_Extracted records_
= = = = =
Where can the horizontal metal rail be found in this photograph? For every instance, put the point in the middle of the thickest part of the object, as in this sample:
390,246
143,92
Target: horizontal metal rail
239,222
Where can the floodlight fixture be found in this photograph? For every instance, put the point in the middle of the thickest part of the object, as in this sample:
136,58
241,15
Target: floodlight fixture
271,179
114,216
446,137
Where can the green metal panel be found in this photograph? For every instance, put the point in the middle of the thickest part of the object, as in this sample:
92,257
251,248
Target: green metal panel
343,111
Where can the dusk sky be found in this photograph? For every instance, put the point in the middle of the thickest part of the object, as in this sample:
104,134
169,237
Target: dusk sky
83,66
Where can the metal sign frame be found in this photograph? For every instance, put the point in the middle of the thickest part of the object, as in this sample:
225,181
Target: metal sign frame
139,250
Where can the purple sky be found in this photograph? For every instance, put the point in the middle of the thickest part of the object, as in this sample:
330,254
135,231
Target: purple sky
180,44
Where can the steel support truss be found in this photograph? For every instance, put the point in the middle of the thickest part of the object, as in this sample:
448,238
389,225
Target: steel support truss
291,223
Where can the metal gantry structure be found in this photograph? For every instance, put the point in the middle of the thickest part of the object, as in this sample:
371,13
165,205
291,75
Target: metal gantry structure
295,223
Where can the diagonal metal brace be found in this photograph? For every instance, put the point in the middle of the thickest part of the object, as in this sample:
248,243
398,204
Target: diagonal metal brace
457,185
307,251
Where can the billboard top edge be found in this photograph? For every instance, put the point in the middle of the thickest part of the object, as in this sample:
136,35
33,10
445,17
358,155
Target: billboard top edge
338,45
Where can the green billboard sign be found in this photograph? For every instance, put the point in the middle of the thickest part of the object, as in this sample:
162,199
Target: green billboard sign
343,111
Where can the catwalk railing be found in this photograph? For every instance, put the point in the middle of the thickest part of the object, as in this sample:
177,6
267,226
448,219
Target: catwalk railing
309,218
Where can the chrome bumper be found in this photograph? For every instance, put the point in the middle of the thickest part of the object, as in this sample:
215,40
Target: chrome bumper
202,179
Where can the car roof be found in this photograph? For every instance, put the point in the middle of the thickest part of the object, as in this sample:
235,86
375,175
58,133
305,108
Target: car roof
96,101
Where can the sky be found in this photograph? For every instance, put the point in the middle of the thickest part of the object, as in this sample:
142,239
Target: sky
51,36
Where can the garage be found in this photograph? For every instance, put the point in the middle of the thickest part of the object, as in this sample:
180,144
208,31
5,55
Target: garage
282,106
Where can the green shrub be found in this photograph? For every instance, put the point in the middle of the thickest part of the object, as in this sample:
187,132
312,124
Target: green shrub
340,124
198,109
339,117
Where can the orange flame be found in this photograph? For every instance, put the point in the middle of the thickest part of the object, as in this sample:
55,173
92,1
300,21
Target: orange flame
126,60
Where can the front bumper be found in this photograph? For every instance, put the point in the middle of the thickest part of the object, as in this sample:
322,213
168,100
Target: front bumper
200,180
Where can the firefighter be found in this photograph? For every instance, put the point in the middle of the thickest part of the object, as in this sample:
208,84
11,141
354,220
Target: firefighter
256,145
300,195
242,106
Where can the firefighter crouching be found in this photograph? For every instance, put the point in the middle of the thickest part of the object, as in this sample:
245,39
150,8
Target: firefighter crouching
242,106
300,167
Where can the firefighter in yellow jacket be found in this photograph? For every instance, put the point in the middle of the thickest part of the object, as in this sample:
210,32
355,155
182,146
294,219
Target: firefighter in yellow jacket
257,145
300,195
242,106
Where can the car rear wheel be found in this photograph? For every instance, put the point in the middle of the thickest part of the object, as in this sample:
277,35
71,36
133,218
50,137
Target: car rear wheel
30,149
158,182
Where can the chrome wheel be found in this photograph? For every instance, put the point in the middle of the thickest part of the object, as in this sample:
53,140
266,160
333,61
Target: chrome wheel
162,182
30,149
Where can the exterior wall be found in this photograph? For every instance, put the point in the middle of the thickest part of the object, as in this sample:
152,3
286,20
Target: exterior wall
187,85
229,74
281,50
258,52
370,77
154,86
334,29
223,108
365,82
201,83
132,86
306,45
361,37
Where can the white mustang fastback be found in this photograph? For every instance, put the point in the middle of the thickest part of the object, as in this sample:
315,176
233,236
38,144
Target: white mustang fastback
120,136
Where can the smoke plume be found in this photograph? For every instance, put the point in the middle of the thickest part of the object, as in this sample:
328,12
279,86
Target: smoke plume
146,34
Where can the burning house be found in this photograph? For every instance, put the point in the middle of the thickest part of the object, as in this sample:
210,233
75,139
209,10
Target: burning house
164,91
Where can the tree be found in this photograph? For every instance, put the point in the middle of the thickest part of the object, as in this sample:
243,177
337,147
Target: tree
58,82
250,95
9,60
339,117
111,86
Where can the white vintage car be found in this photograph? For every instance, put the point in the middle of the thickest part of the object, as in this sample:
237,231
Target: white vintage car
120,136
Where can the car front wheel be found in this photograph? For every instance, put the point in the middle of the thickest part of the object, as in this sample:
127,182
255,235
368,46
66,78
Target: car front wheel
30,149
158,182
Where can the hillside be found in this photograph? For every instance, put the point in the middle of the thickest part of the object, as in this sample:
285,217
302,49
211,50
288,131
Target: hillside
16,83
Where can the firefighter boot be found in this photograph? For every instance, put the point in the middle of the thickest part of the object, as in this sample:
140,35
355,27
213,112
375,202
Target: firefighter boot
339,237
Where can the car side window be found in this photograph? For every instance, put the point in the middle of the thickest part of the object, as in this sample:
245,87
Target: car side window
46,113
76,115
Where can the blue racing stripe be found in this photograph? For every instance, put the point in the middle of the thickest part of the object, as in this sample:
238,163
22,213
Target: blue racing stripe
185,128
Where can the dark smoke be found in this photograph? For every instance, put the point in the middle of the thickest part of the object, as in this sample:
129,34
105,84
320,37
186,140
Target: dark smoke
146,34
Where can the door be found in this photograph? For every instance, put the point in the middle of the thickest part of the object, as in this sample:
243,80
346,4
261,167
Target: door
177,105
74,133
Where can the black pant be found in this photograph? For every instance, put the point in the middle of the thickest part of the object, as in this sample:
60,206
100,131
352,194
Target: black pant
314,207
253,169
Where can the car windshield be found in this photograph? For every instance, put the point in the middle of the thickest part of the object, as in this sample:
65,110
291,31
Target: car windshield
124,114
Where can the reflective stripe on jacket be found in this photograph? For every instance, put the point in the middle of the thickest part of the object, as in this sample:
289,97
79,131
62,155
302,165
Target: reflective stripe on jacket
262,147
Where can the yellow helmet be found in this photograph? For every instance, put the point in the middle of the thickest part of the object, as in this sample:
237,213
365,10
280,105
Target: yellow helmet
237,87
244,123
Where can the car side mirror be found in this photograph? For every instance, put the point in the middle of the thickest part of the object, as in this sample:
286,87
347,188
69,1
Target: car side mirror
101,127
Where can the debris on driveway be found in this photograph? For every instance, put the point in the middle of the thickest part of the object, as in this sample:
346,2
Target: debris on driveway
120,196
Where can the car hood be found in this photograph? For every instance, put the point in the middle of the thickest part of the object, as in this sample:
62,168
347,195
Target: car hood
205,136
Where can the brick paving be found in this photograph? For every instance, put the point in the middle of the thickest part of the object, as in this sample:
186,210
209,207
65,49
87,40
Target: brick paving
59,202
= = = = =
_Work to be completed_
Using the material above, print every entry exactly as written.

_Task solution_
Where can the horizontal metal rail be found in this photograph? For every instance, put the point in the middle of the thickest part of the object, as in this sample:
390,246
143,92
Target: horizontal metal rail
239,222
Where can the floodlight fixture be found in this photograph? For every instance, put the point in the middle of the thickest part of the object, as in this sample:
136,58
241,15
Target: floodlight fixture
271,179
114,216
446,137
Where can the green metal panel be found in this photograph? For every instance, put the point in the middle of the thickest part of the object, as in this sample:
92,257
251,248
Target: green metal panel
343,111
Where can the dusk sky be found in this photograph? For every instance, put the point in the middle of the thickest part of the object, as in this sample:
104,134
169,237
Target: dusk sky
83,66
Where can the metal sign frame be found in this photograph? For every instance, put the point in the middle of the thickest part of the object, as in this sample:
225,181
Target: metal sign frame
139,250
Where can the purple sky be found in this photograph? For every instance, put the point in the middle of the thickest part of the object, as in this sample:
330,254
135,231
Target: purple sky
180,44
Where can the steel support truss be found in this photograph? For every instance, put the point in the middle of the thickest part of the object, as in this sample:
448,238
389,225
Target: steel support truss
291,223
Where can the metal gantry structure be found in this photograph? For every instance, put the point in the middle of the thickest part of the object, as in this sample:
371,13
165,205
291,75
Target: metal gantry structure
295,223
Where can the diagonal metal brace be found in this photograph? For every instance, put the point in the middle of the thickest part of the object, as in this sample:
248,243
398,204
Target: diagonal metal brace
457,185
307,251
Where can the billboard top edge be found in this photograph? For every instance, put the point in the middle of the thickest part of the object, as in this sample:
136,35
33,10
445,17
358,155
Target: billboard top edge
338,45
Where can the green billboard sign be found in this photograph? For every instance, put the point in the middle of the thickest part of the object, as in this sample:
162,199
Target: green billboard sign
343,111
Where can the catwalk railing be found in this photograph? For every instance, put the point in the middle of the thickest part of the object, as in this sample:
177,6
267,226
448,219
Target: catwalk railing
309,218
Where can the chrome bumper be found in this photograph? For every instance, put the point in the middle of the thickest part of the object, as in this sample:
215,40
Target: chrome bumper
202,179
Where can the car roof be found in this photograph? For every instance, put the point in the middle of the thickest part of the object, as in this sample:
235,86
375,175
58,133
305,108
Target: car roof
96,101
Where can the sky be found in this photograph? For every instance, put the point in the middle of the thickest part of the object, as in this sample:
142,239
Target: sky
51,36
Where can the garage be found in this photograph? For every instance, put the point in the middle of the thickest part of the object, as in this sample:
180,144
208,31
5,55
Target: garage
282,106
Where can the green shrub be found in this photograph? For every instance, put the point in the middle of the thickest part of the object, as in this sample:
187,132
312,124
Target: green shrub
340,124
198,109
339,117
Where can the orange flame be found in this photograph? For every instance, put the point in the middle of the thickest part of the object, as in this sample:
55,173
92,1
300,21
Target: orange flame
126,60
Where can the front bumper be found in this photograph? For every instance, put the point in the middle of the thickest part of the object, as in this sample:
322,213
168,100
Target: front bumper
200,180
Where can the firefighter be found in this photograph? For every instance, put the point in the middle of the thickest part of the object, as in this sample:
208,84
11,141
354,220
Target: firefighter
256,145
300,195
242,106
Where can the firefighter crouching be found in this photograph? For every instance, put the point in the middle of the thickest part of the object, as in this sample:
245,39
150,8
Target: firefighter crouching
242,106
300,167
Where can the firefighter in yellow jacket be found in this photograph? For every instance, put the point in the middle of the thickest part of the object, as in this sample:
210,32
355,155
182,146
294,219
Target: firefighter in yellow jacket
257,145
300,195
242,106
Where can the car rear wheel be found in this photograph? For every instance, put the point in the middle of the thickest part of the object, as in this sample:
277,35
71,36
133,218
50,137
Target: car rear wheel
30,149
158,182
Where can the chrome wheel be found in this photograph? For every instance, put the point in the middle of the thickest part of the object, as in this sample:
53,140
266,160
333,61
Target: chrome wheel
162,182
30,149
Where can the exterior wall be found in this photograph? For every instance, put the point in the middle of the thickest part of the object, as in this sample:
152,3
286,20
Target: exterior wall
187,85
229,74
281,50
258,52
370,77
154,86
334,29
223,108
365,82
201,83
132,86
306,45
361,37
Where can the white mustang fastback be found in this photograph? For every instance, put the point in the middle of the thickest part of the object, as in this sample:
315,176
233,236
38,144
Target: white mustang fastback
120,136
Where can the smoke plume be found in this photograph? For every instance, put the point in the middle of the thickest part of the object, as in this sample:
328,12
279,86
Target: smoke plume
146,34
Where can the burning house be found in this photograph? For every instance, put the point in the middle of the thickest part of the object, as in this sample:
210,233
75,139
209,10
Target: burning house
164,91
Where can the tree be found in this photograph? For every instance, put the point in the middle of the thickest part of the object, as in this sample:
243,177
337,147
Target: tree
58,82
250,95
9,60
339,117
111,86
Where can the white vintage car be found in this photograph? For every instance, put the point in the middle of the thickest part of the object, as in this sample:
237,231
Target: white vintage car
120,136
Where can the car front wheel be found in this photograph? For every instance, put the point in the middle of the thickest part of the object, as in this sample:
127,182
255,235
368,46
66,78
Target: car front wheel
30,149
158,182
Where can the hillside be found in this photograph? For every instance, put the point in the middle of the thickest part of the object, as in this sample:
285,217
302,49
211,50
288,131
Target: hillside
16,83
Where can the firefighter boot be found in this photograph? For every instance, put the point in the middle of the thickest part of the object, as in this sample:
140,35
355,27
213,112
375,202
Target: firefighter boot
339,237
Where can the car side window be found in this photograph? For every instance, put the point in the middle of the thickest part of the object, as in this sample:
245,87
Target: car side window
46,113
76,115
Where can the blue racing stripe be found in this photograph? For every instance, put the point in the middle of the thickest part of the object, as in this sample:
238,163
22,213
Target: blue racing stripe
185,128
Where can the dark smoke be found in this photograph? For every instance, put the point in the middle of the thickest part of the object, as in this sample:
129,34
105,84
320,37
186,140
Target: dark smoke
146,34
Where can the door be found in this photograph? For every instance, put the point in the middle of the thickest part of the object, as in this sample:
243,80
346,4
261,167
Target: door
177,105
74,133
Where can the black pant be found in this photograph? For every instance, put the point in the middle of the thickest part of the object, as in this sample:
60,206
100,131
352,194
Target: black pant
314,207
253,169
Where can the car windshield be found in this photograph? For every instance, put the point in the middle of the thickest part of the object, as in this sample:
65,110
291,31
Target: car windshield
124,114
Where can the reflective stripe on jacket be found in this photograph? For every instance, put the point in the middle of the thickest part of the object, as in this sample:
289,97
79,131
62,155
302,165
Target: reflective stripe on jacket
262,147
Where can the yellow helmet be found in this photograph? For every instance, put the point in the middle of the thickest part of the object, as in this sample:
237,213
365,10
280,105
Target: yellow helmet
237,87
244,123
Where can the car side mirror be found in this photograph? For every instance, put the point in the middle of the thickest part of the object, as in this sample:
286,87
347,188
69,1
Target: car side mirror
101,127
Where can the debris on driveway be found in this photograph? For every instance, put the point in the middle of the thickest part of the object, as in this sample:
346,2
Target: debris on driveway
120,196
Where can the car hood be found in this photograph? For every instance, put the point in the middle of the thickest part of the object, as in this sample:
62,168
347,195
Target: car hood
205,136
Where can the brick paving be found in this photograph? For every instance, put the point in the middle of the thickest part of the object, as in this sample:
186,210
209,207
65,49
87,40
Target: brick paving
59,202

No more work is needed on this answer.